_TASK ITEM_.
Every line with "large" in it must be copied from the data.

PROVIDED MATERIAL Block Start

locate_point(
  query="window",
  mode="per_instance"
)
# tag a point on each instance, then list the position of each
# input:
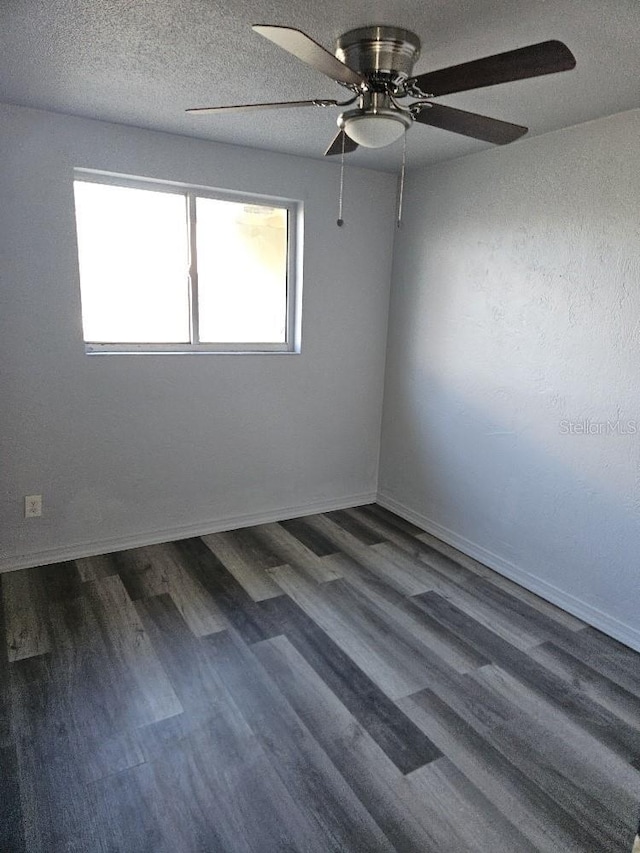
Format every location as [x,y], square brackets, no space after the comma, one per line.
[164,268]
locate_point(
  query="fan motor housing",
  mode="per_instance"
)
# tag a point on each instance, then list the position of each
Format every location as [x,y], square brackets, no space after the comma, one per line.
[379,51]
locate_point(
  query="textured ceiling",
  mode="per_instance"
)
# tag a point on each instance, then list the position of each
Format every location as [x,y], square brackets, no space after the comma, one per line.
[142,62]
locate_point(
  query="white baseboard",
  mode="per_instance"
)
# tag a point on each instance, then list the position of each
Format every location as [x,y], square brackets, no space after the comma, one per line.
[152,537]
[626,634]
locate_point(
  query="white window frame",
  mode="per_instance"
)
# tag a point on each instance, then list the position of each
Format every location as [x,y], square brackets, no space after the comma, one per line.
[293,325]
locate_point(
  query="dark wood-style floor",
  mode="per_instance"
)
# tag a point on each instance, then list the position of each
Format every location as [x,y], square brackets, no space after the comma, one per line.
[342,682]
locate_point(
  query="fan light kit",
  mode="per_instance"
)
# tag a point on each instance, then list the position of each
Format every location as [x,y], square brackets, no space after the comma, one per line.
[375,64]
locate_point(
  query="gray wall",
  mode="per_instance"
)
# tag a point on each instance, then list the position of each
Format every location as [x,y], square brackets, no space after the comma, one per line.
[516,308]
[137,448]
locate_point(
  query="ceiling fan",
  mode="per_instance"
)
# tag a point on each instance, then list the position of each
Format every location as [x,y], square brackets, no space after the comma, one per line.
[375,64]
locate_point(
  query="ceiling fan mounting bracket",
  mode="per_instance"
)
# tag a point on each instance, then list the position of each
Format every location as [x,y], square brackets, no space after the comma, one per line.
[383,54]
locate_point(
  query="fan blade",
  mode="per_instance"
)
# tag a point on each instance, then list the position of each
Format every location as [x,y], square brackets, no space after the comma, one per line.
[336,144]
[318,102]
[470,124]
[547,57]
[309,51]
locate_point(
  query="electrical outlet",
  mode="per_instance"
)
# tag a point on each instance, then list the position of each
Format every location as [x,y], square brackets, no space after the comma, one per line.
[33,506]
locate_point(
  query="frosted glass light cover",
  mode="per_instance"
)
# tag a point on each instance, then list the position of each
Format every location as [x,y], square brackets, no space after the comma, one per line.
[374,131]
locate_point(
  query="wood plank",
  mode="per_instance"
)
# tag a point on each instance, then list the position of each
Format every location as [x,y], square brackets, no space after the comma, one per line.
[516,796]
[319,789]
[11,829]
[475,823]
[126,639]
[293,552]
[210,752]
[95,690]
[156,570]
[623,739]
[237,607]
[591,683]
[400,739]
[243,563]
[616,662]
[373,778]
[59,810]
[454,651]
[551,752]
[364,534]
[309,537]
[26,622]
[6,737]
[384,650]
[96,568]
[406,580]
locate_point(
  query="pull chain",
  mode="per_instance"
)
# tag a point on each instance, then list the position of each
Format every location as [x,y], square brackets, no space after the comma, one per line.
[340,197]
[401,193]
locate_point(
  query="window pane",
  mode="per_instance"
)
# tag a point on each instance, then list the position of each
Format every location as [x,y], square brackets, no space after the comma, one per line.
[242,272]
[134,259]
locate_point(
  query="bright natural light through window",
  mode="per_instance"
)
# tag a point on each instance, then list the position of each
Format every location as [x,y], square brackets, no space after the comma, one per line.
[164,268]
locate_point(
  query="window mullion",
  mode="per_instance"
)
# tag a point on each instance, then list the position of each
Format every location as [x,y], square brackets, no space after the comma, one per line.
[193,269]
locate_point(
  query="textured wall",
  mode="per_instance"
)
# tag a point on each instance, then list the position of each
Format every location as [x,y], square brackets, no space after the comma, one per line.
[151,446]
[515,318]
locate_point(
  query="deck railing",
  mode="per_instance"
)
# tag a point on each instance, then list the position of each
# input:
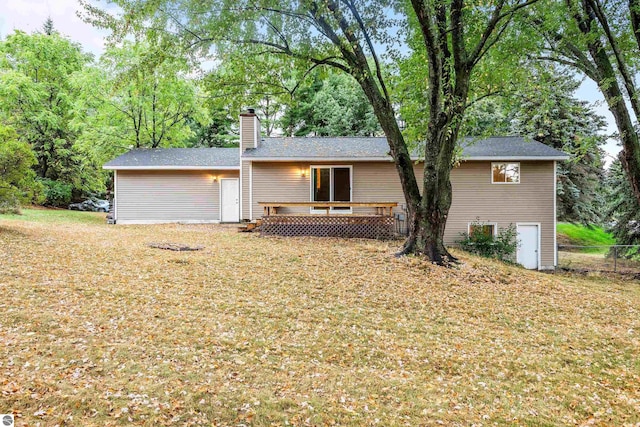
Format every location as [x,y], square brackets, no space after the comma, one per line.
[271,208]
[333,223]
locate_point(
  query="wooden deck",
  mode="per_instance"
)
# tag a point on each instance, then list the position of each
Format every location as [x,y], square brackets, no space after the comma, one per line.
[378,225]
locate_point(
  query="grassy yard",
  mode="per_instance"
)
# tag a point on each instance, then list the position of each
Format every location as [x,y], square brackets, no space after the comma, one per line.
[574,234]
[98,329]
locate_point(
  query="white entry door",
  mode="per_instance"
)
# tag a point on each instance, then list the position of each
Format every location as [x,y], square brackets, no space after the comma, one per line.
[528,242]
[229,200]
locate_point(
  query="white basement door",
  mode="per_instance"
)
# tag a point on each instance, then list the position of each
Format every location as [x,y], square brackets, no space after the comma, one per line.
[528,245]
[230,198]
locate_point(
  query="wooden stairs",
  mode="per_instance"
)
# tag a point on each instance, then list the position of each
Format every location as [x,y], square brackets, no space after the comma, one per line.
[250,227]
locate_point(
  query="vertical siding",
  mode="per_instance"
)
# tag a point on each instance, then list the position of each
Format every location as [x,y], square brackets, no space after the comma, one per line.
[473,194]
[169,195]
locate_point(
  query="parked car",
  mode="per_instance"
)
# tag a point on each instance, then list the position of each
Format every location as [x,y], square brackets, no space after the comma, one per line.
[93,205]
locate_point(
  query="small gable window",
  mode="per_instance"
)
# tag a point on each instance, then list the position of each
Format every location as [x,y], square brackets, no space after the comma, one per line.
[505,173]
[482,229]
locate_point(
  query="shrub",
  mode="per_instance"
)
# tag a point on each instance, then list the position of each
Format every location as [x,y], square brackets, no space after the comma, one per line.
[501,246]
[56,193]
[9,202]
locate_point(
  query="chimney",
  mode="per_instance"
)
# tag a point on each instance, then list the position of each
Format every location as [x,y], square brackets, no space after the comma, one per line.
[249,130]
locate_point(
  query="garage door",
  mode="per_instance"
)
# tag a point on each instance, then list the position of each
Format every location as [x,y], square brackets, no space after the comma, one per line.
[166,196]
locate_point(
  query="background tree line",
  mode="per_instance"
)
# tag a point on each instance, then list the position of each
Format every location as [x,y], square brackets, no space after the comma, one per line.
[421,73]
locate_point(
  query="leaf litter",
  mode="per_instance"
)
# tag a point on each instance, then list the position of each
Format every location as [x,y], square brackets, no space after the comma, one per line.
[98,329]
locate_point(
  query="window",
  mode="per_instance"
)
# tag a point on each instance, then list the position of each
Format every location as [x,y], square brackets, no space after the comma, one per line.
[505,173]
[482,229]
[331,184]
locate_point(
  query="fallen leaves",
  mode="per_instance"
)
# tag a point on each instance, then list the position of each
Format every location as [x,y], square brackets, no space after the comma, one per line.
[98,329]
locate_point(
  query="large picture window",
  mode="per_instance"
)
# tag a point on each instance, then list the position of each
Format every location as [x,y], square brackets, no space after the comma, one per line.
[505,173]
[331,184]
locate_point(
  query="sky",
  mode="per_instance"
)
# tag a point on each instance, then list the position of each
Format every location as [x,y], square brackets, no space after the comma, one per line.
[29,15]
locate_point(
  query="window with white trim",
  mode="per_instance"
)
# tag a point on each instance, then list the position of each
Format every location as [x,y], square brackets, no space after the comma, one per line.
[482,229]
[505,173]
[331,184]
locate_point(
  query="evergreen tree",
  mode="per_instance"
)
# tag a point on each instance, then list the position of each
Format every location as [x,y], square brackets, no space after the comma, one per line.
[623,209]
[37,99]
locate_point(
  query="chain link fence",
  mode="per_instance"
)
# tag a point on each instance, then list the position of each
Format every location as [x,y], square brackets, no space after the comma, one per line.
[624,259]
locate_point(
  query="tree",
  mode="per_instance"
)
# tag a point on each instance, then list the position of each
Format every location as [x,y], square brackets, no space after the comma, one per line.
[335,106]
[560,121]
[349,36]
[17,178]
[623,209]
[37,98]
[601,40]
[138,96]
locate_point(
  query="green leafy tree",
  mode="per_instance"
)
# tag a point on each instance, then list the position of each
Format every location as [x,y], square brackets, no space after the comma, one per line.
[455,40]
[17,178]
[37,99]
[602,41]
[334,106]
[139,95]
[560,121]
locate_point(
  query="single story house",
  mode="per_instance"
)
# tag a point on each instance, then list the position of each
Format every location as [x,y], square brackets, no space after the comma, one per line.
[500,181]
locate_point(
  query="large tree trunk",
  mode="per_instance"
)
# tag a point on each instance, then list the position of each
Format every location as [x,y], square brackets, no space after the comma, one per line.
[426,213]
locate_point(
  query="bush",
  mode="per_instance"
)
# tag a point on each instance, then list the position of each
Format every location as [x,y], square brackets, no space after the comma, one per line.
[56,193]
[503,246]
[9,201]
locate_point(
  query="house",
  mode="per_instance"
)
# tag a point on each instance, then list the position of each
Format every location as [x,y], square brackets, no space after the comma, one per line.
[501,181]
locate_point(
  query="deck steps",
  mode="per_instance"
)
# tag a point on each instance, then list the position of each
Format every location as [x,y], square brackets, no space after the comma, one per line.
[250,227]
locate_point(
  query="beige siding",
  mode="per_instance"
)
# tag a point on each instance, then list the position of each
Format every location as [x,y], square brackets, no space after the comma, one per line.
[157,196]
[530,201]
[245,190]
[280,182]
[473,194]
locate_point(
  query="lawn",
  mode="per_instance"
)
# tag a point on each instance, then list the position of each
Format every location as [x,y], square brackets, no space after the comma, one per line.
[576,234]
[99,329]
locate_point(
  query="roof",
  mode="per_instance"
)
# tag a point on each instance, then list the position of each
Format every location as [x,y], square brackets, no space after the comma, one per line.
[176,158]
[367,148]
[322,149]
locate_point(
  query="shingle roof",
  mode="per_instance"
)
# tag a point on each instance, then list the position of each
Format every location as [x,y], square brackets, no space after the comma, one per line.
[177,158]
[343,148]
[362,148]
[508,147]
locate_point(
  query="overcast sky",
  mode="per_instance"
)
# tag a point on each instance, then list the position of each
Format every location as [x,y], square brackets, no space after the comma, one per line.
[29,15]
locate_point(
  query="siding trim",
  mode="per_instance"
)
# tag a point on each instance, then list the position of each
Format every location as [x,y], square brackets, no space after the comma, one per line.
[390,160]
[241,184]
[171,167]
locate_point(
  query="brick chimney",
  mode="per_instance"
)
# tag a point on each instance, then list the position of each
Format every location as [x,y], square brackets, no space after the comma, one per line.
[249,130]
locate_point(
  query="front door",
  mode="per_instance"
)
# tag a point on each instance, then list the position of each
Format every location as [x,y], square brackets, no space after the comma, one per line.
[229,200]
[528,245]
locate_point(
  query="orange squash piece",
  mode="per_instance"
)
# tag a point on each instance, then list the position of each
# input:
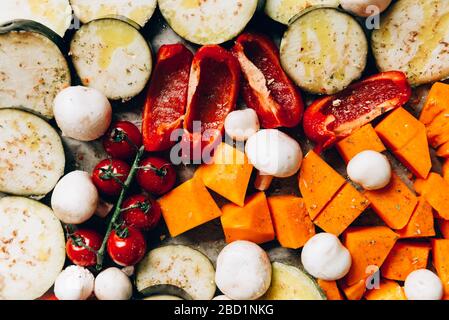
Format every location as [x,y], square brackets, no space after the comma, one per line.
[252,222]
[229,174]
[421,223]
[292,224]
[369,246]
[440,250]
[363,139]
[398,128]
[388,290]
[415,155]
[444,227]
[394,204]
[355,291]
[343,209]
[436,103]
[187,207]
[436,191]
[330,290]
[318,183]
[404,258]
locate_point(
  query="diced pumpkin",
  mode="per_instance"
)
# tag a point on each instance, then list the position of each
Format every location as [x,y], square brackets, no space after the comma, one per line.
[342,210]
[330,290]
[292,224]
[436,191]
[252,222]
[188,206]
[444,227]
[404,258]
[363,139]
[394,204]
[318,183]
[369,246]
[388,290]
[355,291]
[398,128]
[421,223]
[436,103]
[229,174]
[443,150]
[415,155]
[440,250]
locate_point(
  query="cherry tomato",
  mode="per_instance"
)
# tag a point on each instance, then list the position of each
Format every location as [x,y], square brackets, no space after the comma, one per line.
[156,175]
[109,176]
[81,247]
[141,211]
[122,140]
[126,246]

PROVIDED MATERIAL Block End

_WRITTEN REPLY_.
  query="large picture window",
  query="large tree trunk",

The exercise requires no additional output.